As the Chancellor George Osborne prepares to deliver his first budget of the new Conservative government the Chief Executive of the RSA, Matthew Taylor, has criticised the limited nature of the economic debate as technocratic, short-termist and detached from a deeper account of human welfare and economic resilience.
In front of an audience at the Great Room of the RSA, Matthew Taylor said that while our national economy is doing quite well in conventional or comparative terms, it has a number of deep seated characteristics which are far from benign; the millions of people struggling to get by, the scale of inequality, the disjunction between economic rewards and public value, the sluggishness of productivity and the unsustainability of patterns of our consumption.
He argued that the gap between top line success and underlying problems highlights a potential misalignment between economic progress and human welfare, on the one hand, and between short-term growth and long-term economic resilience, on the other.
Calling for a richer conversation about the long-term goals of economic policy, Matthew warned that the narrowness of the debate has been reinforced by the way we the public tend to think about economics as a technical discipline with which only those with specialist knowledge can engage.

== == ==

◆ TASK REQUIREMENTS
Copy the passage on Matthew Taylor's speech, starting at the words "Calling for a" and stopping after "knowledge can engage.", and put "broader discussion" where it says "richer conversation".

◆ DATA UNDER STUDY
== == ==

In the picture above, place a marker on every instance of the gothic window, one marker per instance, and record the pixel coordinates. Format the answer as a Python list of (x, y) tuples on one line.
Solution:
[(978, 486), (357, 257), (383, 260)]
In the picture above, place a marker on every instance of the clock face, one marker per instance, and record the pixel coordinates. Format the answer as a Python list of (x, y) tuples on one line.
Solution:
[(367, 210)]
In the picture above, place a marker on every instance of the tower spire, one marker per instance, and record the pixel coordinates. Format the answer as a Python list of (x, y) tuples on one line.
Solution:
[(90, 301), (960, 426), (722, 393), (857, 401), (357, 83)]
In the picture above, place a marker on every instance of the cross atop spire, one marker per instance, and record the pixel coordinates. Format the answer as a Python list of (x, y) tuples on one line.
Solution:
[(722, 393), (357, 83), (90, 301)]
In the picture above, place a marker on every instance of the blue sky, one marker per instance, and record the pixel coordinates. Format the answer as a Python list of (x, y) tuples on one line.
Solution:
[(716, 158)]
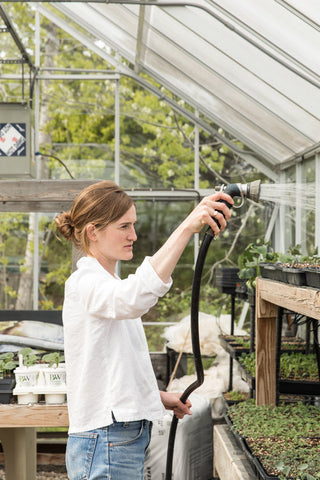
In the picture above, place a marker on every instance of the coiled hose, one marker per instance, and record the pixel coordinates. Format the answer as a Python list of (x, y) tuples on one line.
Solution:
[(195, 343)]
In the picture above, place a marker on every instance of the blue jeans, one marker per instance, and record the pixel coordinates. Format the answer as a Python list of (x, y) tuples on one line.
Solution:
[(116, 452)]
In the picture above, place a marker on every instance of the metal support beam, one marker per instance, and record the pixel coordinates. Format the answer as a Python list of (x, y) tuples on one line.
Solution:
[(248, 156), (317, 202), (57, 195)]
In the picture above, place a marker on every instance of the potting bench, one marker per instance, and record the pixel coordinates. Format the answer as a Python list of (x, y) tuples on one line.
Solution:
[(270, 295), (18, 424)]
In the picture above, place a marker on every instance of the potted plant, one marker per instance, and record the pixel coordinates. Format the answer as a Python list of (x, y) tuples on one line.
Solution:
[(298, 374), (281, 442), (313, 271), (7, 379), (26, 375), (254, 261), (54, 378)]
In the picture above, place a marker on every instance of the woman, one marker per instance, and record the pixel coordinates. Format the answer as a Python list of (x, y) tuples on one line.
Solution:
[(112, 391)]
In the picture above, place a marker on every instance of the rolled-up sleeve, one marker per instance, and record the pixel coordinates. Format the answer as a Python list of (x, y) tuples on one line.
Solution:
[(103, 295)]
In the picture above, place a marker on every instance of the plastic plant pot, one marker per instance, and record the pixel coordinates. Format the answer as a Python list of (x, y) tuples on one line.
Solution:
[(55, 376), (26, 377), (54, 397), (26, 398)]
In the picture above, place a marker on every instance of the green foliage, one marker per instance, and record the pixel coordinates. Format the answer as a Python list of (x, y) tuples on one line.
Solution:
[(285, 438), (53, 358), (29, 357), (293, 366), (249, 260), (7, 364)]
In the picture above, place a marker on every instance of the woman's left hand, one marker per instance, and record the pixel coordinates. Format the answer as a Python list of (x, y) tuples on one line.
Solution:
[(171, 401)]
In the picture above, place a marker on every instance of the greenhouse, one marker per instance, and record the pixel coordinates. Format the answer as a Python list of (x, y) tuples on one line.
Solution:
[(173, 101)]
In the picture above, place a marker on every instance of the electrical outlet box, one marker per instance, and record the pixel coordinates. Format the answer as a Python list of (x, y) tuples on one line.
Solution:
[(15, 141)]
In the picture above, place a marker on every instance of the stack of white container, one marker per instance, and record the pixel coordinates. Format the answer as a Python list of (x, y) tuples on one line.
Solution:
[(40, 379)]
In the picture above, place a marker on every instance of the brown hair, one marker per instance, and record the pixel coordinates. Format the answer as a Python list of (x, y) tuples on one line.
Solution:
[(100, 204)]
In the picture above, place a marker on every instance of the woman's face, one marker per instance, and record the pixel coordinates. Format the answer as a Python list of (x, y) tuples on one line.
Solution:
[(114, 242)]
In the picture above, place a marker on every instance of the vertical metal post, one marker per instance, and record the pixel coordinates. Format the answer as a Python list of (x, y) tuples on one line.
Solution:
[(281, 222), (317, 202), (35, 149), (196, 179), (298, 235), (117, 133)]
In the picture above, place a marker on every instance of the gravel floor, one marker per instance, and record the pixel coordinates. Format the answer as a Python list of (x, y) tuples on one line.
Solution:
[(44, 473)]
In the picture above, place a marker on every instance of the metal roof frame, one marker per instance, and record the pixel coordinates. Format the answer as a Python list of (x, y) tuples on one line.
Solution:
[(250, 67)]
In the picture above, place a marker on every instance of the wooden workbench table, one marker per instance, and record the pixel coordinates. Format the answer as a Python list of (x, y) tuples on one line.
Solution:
[(18, 424), (269, 296)]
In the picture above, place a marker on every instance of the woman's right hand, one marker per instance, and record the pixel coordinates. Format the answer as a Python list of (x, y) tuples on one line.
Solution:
[(209, 210)]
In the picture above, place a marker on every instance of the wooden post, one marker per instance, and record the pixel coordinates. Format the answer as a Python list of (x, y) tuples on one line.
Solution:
[(266, 314), (20, 453)]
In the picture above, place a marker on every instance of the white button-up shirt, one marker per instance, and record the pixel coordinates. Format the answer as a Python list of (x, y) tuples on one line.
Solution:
[(107, 359)]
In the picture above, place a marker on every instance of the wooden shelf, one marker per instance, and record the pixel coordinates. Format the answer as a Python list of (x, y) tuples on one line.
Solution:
[(230, 462), (269, 296), (303, 300), (35, 415)]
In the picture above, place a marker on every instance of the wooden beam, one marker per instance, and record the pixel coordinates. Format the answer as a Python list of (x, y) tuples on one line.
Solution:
[(36, 415), (39, 195), (303, 300), (266, 314)]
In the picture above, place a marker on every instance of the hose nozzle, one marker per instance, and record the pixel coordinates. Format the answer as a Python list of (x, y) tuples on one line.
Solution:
[(249, 190)]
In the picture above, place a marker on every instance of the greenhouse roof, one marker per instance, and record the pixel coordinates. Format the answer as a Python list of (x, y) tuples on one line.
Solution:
[(251, 67)]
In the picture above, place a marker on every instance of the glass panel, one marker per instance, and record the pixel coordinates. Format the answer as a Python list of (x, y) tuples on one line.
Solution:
[(308, 177), (290, 216)]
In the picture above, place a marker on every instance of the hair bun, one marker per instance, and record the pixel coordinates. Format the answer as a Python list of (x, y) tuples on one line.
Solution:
[(65, 225)]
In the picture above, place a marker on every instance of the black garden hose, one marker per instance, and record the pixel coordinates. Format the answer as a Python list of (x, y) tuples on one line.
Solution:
[(195, 345), (249, 190)]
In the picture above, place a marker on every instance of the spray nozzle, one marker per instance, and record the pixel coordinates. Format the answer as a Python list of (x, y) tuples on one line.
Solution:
[(244, 190)]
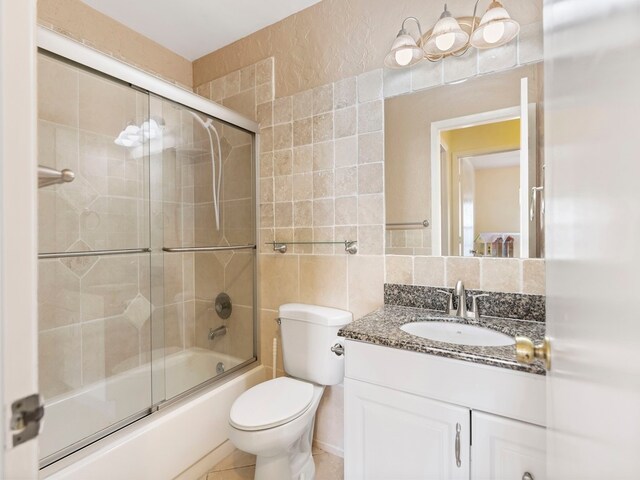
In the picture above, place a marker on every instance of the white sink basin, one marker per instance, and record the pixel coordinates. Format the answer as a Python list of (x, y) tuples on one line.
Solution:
[(458, 333)]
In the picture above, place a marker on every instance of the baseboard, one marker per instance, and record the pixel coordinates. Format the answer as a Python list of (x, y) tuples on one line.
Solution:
[(333, 450), (206, 463)]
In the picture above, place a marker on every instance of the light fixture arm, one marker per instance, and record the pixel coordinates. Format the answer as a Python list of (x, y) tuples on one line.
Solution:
[(473, 28), (403, 30)]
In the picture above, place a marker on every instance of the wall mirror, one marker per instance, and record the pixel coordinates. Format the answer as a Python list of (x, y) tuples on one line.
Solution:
[(464, 173)]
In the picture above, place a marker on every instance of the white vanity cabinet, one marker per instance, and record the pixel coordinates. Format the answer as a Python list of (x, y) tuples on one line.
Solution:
[(415, 416), (505, 449), (396, 435)]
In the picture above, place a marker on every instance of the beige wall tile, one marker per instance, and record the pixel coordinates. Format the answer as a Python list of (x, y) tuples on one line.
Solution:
[(344, 93), (283, 188), (533, 277), (323, 127), (283, 214), (370, 86), (264, 71), (303, 105), (346, 181), (282, 136), (366, 283), (279, 280), (243, 102), (346, 210), (500, 275), (282, 110), (346, 151), (323, 280), (323, 99), (370, 117), (345, 122), (323, 184), (462, 268), (370, 148), (303, 159), (282, 163), (429, 271), (399, 269), (370, 209), (323, 212), (264, 113), (303, 186), (370, 178), (303, 131), (323, 156), (370, 239), (248, 78)]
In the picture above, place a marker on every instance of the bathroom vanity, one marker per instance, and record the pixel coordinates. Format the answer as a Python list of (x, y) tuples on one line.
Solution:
[(418, 408)]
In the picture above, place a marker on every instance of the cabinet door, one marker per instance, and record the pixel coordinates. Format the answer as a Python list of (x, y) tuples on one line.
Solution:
[(504, 449), (391, 435)]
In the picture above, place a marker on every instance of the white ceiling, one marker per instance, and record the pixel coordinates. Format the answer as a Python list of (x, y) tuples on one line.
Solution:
[(193, 28)]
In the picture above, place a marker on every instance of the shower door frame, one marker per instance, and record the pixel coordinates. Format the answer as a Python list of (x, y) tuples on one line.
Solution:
[(76, 53)]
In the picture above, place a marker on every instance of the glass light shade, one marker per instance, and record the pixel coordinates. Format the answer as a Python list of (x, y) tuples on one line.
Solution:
[(446, 37), (496, 28), (404, 52)]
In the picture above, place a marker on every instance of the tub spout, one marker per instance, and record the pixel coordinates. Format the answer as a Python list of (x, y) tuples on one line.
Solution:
[(217, 332)]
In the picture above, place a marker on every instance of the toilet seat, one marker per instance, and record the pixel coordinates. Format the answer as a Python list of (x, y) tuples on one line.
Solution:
[(271, 404)]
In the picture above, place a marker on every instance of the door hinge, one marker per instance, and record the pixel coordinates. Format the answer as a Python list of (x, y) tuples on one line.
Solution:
[(26, 418)]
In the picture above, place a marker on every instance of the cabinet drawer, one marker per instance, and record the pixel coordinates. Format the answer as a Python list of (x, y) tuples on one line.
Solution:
[(504, 449)]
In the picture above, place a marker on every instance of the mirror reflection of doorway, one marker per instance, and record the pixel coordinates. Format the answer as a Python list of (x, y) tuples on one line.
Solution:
[(481, 183)]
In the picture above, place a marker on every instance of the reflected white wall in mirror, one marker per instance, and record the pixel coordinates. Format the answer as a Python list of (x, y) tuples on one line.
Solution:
[(486, 135)]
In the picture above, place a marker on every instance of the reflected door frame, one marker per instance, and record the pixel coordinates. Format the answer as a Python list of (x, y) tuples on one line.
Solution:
[(483, 118)]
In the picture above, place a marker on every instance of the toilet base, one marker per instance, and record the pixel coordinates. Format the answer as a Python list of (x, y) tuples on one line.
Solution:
[(272, 468), (279, 468)]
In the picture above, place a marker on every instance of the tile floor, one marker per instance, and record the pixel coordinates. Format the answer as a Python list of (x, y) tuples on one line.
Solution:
[(241, 466)]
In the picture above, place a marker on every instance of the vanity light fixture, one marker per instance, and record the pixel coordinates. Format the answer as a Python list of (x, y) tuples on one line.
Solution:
[(452, 36)]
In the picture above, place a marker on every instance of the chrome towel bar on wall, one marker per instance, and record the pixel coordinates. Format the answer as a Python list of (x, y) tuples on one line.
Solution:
[(350, 246), (50, 176), (400, 226)]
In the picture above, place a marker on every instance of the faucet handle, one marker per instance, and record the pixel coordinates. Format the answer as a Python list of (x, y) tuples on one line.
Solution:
[(474, 306), (450, 302)]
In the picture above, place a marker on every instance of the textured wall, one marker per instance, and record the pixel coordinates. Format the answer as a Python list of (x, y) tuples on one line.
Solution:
[(335, 39), (82, 23)]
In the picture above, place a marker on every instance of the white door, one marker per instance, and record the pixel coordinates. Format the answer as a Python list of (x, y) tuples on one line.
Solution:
[(394, 435), (504, 449), (18, 279), (592, 111)]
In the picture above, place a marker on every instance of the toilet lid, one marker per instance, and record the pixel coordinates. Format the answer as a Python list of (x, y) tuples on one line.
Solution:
[(271, 403)]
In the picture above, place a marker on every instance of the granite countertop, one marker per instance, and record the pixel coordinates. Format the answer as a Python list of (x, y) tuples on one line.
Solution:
[(382, 327)]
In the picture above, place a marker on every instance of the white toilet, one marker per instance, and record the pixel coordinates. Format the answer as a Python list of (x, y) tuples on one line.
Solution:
[(274, 420)]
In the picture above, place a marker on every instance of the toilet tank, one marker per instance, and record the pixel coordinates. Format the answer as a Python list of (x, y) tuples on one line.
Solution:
[(308, 333)]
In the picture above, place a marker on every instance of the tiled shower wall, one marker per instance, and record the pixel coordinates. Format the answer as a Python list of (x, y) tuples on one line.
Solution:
[(95, 312)]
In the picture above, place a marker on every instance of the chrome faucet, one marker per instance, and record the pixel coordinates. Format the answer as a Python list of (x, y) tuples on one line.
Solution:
[(462, 299), (462, 312), (217, 332)]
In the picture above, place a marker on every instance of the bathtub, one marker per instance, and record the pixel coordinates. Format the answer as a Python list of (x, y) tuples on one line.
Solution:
[(159, 446)]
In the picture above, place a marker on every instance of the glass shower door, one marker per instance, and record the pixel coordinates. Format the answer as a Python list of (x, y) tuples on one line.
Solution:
[(208, 247), (95, 284)]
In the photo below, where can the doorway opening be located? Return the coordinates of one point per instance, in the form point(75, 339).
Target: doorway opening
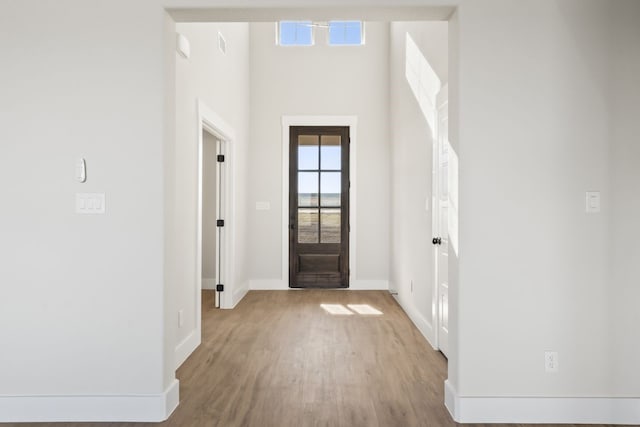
point(212, 213)
point(215, 223)
point(319, 207)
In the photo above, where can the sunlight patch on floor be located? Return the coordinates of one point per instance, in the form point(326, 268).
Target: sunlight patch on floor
point(364, 309)
point(341, 310)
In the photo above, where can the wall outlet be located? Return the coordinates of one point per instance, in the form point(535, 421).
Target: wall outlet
point(551, 361)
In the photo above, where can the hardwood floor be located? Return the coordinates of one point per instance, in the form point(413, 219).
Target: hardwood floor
point(280, 359)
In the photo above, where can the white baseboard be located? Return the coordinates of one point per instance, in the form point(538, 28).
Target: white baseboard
point(186, 347)
point(424, 326)
point(209, 284)
point(542, 410)
point(369, 285)
point(355, 285)
point(87, 408)
point(268, 285)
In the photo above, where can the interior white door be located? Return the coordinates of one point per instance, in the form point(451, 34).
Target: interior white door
point(440, 220)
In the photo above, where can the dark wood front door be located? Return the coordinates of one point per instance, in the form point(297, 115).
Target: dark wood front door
point(318, 207)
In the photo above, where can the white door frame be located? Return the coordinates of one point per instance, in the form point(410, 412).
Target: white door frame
point(442, 101)
point(212, 123)
point(351, 122)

== == ==

◆ SOLUTION FOR THIS PROBLEM
Calling for a broader discussion about the long-term goals of economic policy, Matthew warned that the narrowness of the debate has been reinforced by the way we the public tend to think about economics as a technical discipline with which only those with specialist knowledge can engage.